** SOURCE RECORDS follows **

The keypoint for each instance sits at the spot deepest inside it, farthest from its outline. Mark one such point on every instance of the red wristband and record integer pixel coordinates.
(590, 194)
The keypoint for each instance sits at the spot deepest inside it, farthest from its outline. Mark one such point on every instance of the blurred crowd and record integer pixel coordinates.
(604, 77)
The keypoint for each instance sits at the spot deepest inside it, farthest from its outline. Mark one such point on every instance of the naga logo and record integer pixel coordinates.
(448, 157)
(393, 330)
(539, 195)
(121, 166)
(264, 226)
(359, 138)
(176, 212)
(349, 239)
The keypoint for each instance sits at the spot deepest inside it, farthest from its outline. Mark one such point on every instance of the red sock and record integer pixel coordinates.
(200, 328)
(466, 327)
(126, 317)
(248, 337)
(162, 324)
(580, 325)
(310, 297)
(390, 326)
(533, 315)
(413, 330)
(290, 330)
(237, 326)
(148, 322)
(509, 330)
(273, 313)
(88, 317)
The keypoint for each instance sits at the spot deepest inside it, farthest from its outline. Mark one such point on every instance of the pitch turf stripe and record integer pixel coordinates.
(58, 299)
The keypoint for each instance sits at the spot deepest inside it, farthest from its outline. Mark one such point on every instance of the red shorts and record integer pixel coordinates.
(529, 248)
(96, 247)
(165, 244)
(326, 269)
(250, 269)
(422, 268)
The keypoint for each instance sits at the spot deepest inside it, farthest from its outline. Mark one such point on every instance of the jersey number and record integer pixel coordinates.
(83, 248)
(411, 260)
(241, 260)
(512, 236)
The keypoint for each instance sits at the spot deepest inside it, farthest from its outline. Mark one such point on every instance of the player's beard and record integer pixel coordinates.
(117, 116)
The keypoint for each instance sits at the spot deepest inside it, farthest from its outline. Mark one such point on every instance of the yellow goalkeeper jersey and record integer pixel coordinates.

** End of SOURCE RECORDS **

TASK GOAL:
Every record above is to be written out exactly.

FINISHED TASK:
The keypoint for each instance sits at the spot deepest inside it, farthest from its outline. Mark one such point on every instance of the red wristband and record integer pixel coordinates.
(590, 194)
The keypoint for each instance sits at the spot deepest inside it, farthest from its outline. Mark one such point on every instance of the blurred crowd and record integer pixel coordinates.
(604, 77)
The keypoint for each instance sits at the spot deepest inside it, farthest from its outline. Mark one such point on every instance of the naga logo and record integer pixel coordinates.
(448, 157)
(393, 330)
(539, 195)
(121, 166)
(264, 226)
(359, 138)
(176, 212)
(349, 239)
The keypoint for each instance sits at the spot deepest inside it, farthest from its outline. Mark one such point on every instance of the red sock and record integer pixel coordinates.
(200, 328)
(466, 327)
(126, 317)
(248, 337)
(162, 324)
(580, 325)
(310, 297)
(390, 326)
(533, 315)
(413, 330)
(290, 330)
(237, 326)
(148, 322)
(509, 330)
(273, 313)
(88, 317)
The keypoint for each instance sits at the spot deepest inside it, farthest from its outline. Mark one such point on every instance of the pitch turf stripe and record integer pixel coordinates.
(58, 299)
The keypoint for each instance sits at the spot deepest inside it, farthest from its outline. Mark one such point on every instance of the red shorts and record integer pixel coordinates.
(529, 248)
(96, 247)
(165, 244)
(326, 269)
(250, 269)
(422, 268)
The keypoint for each instance sits at the spot deepest inside it, farthest from its outline. Mark one such point on every instance of the jersey number and record integer pixel coordinates.
(83, 248)
(411, 260)
(241, 260)
(512, 236)
The keypoint for each instance sits at the spot deepest inside it, farthest from its outline. Mark one such point on every instance of the player's beard and record integer pixel coordinates.
(117, 116)
The keypoint for each instance sits at the spot deepest inside it, farthest from its outline. Mark one such point on every instance of the yellow goalkeeper jersey and record integer pixel coordinates.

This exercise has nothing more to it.